_Task to carry out_
Echo the lines below word for word, from the first line through the line that contains "708,206 -> 779,270", including both.

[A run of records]
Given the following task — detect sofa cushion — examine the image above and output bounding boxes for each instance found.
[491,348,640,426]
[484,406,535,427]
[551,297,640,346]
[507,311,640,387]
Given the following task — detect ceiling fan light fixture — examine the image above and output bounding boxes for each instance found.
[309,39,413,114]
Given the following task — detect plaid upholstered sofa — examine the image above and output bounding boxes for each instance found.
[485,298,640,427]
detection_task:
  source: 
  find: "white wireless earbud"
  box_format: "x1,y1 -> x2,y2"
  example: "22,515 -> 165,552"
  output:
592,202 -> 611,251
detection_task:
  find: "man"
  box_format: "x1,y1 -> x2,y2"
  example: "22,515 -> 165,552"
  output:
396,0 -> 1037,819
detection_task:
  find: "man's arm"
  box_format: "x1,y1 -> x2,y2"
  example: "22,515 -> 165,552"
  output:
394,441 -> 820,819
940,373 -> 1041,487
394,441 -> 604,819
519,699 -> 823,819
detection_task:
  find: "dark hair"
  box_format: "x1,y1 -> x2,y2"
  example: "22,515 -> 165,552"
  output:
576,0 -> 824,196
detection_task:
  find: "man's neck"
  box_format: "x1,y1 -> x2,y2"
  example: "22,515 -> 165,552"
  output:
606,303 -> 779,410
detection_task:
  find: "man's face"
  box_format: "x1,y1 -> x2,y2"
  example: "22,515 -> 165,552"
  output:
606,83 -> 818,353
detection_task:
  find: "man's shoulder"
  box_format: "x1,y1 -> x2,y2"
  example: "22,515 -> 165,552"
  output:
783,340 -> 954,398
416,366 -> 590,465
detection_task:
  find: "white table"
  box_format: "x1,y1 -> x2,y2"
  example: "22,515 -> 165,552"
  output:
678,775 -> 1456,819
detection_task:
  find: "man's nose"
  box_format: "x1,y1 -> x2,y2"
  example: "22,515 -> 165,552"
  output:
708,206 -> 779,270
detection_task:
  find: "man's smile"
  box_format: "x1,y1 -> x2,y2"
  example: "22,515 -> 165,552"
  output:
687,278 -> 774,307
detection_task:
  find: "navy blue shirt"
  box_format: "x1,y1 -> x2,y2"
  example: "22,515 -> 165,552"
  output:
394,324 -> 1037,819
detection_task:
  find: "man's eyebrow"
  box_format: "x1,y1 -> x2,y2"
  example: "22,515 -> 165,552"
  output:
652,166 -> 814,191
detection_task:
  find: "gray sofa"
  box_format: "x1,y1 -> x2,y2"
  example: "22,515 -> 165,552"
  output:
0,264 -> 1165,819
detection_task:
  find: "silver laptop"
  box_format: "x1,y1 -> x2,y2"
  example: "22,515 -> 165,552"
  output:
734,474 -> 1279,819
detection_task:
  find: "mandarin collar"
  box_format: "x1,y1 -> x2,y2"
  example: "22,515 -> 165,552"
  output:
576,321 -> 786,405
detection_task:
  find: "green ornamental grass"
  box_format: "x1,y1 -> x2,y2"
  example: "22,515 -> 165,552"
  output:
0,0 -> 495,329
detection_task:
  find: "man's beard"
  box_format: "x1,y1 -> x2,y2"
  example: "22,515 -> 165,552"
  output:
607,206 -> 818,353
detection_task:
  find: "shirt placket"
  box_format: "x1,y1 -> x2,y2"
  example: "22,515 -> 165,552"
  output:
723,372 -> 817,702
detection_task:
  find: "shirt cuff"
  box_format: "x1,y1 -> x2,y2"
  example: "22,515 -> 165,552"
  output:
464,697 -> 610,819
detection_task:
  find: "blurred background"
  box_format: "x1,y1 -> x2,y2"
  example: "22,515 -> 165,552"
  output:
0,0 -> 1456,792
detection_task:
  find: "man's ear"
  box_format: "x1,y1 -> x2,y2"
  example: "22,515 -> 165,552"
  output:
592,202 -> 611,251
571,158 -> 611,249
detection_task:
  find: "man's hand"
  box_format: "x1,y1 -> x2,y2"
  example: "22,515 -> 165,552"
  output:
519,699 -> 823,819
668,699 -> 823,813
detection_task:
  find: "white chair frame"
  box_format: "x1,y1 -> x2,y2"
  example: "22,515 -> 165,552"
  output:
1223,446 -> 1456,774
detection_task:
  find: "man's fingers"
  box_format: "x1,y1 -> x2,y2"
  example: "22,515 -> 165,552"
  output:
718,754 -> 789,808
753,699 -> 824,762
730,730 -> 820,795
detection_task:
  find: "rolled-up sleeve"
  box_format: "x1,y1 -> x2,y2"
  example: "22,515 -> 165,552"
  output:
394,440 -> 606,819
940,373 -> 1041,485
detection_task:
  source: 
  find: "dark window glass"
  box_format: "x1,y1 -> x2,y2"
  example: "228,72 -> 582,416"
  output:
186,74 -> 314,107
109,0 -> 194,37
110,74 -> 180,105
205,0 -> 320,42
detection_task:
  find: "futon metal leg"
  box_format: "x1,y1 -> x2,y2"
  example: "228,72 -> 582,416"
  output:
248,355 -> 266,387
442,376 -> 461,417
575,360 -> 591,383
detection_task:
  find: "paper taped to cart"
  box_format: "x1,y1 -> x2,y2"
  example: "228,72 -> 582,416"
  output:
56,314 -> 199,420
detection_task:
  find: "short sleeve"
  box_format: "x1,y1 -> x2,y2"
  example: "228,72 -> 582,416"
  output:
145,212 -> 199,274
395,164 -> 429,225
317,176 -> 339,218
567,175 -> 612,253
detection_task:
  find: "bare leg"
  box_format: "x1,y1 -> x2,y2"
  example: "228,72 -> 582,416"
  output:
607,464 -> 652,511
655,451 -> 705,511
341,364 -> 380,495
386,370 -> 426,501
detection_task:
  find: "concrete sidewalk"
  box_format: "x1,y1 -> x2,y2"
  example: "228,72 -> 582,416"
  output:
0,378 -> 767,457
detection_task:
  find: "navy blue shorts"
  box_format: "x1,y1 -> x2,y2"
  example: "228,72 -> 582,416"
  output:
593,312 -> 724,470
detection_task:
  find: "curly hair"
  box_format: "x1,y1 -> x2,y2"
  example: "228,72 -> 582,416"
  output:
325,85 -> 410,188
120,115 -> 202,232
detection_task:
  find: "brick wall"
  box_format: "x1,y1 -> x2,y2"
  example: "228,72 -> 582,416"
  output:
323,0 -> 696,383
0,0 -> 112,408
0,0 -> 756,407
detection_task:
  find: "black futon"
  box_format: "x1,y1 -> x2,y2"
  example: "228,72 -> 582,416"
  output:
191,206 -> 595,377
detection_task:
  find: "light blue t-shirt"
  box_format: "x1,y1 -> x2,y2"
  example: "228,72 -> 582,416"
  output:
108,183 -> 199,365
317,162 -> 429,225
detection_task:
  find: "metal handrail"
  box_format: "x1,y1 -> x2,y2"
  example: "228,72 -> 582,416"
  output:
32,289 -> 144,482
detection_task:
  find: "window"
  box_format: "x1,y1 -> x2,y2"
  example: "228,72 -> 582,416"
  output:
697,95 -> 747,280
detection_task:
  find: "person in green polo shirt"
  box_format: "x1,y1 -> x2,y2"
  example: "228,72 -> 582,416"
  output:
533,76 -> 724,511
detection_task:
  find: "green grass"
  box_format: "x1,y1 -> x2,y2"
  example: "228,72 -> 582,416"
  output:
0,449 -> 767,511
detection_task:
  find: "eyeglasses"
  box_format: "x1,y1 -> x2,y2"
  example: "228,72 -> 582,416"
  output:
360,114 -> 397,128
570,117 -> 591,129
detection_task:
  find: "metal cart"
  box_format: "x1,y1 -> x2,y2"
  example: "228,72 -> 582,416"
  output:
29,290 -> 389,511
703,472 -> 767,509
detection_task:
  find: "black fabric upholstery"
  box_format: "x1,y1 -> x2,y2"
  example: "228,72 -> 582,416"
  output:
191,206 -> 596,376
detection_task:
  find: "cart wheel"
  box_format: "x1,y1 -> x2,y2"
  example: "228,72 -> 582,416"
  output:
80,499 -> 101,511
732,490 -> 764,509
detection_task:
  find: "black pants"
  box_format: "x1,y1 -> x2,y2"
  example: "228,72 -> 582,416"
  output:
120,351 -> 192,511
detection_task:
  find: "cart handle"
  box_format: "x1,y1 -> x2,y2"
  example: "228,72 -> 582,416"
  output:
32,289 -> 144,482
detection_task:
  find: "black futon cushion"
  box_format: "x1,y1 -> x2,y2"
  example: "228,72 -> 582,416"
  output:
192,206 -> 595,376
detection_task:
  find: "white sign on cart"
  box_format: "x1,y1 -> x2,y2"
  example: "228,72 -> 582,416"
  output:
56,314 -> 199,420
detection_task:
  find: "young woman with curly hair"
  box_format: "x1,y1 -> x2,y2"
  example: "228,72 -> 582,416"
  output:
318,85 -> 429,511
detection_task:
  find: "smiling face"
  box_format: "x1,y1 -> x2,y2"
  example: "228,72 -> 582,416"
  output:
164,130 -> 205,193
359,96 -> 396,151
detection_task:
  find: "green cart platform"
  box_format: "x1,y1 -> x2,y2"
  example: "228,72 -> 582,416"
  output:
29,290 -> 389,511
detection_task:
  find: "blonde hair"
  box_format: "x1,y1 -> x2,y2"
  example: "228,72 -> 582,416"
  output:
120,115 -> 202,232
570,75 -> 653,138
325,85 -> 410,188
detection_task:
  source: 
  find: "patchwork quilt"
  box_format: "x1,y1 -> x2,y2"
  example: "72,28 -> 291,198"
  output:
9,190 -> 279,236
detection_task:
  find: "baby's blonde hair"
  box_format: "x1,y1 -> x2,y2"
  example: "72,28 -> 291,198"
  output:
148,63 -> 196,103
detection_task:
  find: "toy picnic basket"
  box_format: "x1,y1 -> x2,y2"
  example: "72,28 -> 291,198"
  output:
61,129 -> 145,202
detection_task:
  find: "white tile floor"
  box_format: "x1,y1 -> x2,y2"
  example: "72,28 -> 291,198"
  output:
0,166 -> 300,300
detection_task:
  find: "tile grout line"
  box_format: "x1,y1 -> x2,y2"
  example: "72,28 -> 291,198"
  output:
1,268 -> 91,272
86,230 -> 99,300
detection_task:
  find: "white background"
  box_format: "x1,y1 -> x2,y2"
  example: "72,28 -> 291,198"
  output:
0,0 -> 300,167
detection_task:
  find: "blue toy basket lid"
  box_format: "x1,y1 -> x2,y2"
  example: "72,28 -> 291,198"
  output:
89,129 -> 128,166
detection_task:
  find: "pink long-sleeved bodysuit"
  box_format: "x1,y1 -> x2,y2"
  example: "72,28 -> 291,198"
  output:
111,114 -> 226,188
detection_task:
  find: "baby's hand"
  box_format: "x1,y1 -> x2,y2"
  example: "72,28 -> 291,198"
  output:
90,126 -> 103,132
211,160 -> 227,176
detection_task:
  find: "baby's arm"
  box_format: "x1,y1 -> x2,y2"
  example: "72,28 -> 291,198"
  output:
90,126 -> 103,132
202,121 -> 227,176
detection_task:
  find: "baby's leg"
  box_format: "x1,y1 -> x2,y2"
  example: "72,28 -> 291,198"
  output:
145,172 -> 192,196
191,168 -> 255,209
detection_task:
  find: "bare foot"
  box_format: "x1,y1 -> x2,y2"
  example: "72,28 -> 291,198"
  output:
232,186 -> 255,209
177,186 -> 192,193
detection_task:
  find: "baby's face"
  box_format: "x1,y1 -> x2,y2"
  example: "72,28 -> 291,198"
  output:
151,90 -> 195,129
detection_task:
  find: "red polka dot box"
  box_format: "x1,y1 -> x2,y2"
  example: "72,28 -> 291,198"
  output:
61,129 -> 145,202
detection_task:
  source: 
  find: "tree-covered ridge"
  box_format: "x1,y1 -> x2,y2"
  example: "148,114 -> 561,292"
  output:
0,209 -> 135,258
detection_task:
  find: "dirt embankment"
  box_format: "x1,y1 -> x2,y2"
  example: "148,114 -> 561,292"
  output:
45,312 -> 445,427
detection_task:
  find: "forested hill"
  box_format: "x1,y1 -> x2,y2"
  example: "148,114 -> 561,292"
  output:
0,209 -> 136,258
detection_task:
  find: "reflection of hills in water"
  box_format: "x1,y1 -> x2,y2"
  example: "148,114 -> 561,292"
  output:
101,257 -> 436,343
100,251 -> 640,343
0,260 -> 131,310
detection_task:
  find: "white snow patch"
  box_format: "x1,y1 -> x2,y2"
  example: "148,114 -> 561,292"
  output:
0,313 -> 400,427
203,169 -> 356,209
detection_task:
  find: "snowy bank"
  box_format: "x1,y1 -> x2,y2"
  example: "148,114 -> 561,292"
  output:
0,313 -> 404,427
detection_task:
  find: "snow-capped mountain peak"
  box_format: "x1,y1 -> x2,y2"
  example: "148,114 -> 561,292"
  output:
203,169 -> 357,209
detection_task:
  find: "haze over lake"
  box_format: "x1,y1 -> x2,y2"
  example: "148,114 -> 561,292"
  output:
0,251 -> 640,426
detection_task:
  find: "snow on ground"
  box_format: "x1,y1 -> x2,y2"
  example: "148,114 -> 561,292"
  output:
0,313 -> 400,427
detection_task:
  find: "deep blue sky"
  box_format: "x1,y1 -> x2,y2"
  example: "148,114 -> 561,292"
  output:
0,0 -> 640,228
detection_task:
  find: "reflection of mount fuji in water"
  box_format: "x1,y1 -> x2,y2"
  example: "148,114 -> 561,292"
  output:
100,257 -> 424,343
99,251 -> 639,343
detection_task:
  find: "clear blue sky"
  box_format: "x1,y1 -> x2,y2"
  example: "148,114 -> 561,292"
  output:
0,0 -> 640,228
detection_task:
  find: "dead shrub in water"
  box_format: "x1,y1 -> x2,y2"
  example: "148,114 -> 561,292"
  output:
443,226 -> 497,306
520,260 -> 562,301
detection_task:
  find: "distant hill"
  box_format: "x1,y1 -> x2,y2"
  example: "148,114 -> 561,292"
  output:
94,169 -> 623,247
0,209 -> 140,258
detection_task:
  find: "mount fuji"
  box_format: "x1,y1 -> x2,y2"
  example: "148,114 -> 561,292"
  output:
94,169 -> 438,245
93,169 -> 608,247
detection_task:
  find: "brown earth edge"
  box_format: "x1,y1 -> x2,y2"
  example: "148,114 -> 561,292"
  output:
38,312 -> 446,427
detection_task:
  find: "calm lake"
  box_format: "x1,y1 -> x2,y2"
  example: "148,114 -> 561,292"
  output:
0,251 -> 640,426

_Solved problem_
Given the following task — detect sofa cushion — examine the image above and output bounding boxes for each instance found.
[491,348,640,426]
[484,406,535,427]
[551,297,640,346]
[507,311,640,387]
Given the following task — detect ceiling fan light fixture — examine the image above and output bounding boxes for each instance found.
[309,39,413,114]
Given the following task — detect plaid upholstered sofa — examine the image above and output bounding boxes for each instance found.
[485,298,640,427]
detection_task:
  source: 
  find: "white wireless earbud"
  box_format: "x1,y1 -> x2,y2"
  example: "22,515 -> 165,552"
  output:
592,202 -> 611,251
detection_task:
  find: "man"
  box_format: "x1,y1 -> x2,y2"
  example: "22,515 -> 165,552"
  output:
396,0 -> 1037,819
detection_task:
  find: "man's arm"
  box_format: "x1,y1 -> x2,y2"
  example: "22,515 -> 165,552"
  output:
394,441 -> 820,819
940,373 -> 1041,487
394,441 -> 604,819
519,699 -> 823,819
detection_task:
  find: "dark hair"
  box_format: "x1,y1 -> x2,y2"
  example: "22,515 -> 165,552"
  output:
576,0 -> 824,196
detection_task:
  find: "man's neck"
  box_format: "x1,y1 -> x2,y2"
  example: "22,515 -> 165,552"
  output:
606,303 -> 779,410
detection_task:
  find: "man's face"
  box_format: "x1,y1 -> x2,y2"
  example: "22,515 -> 165,552"
  output:
606,83 -> 818,353
detection_task:
  find: "man's shoulder"
  box_format: "x1,y1 -> x2,y2"
  example: "22,515 -> 165,552"
  output:
783,340 -> 954,398
416,366 -> 590,465
detection_task:
  find: "white table"
  box_format: "x1,y1 -> x2,y2"
  example: "22,515 -> 165,552"
  output:
678,775 -> 1456,819
detection_task:
  find: "man's nose"
  box_format: "x1,y1 -> x2,y2"
  example: "22,515 -> 165,552"
  output:
708,206 -> 779,270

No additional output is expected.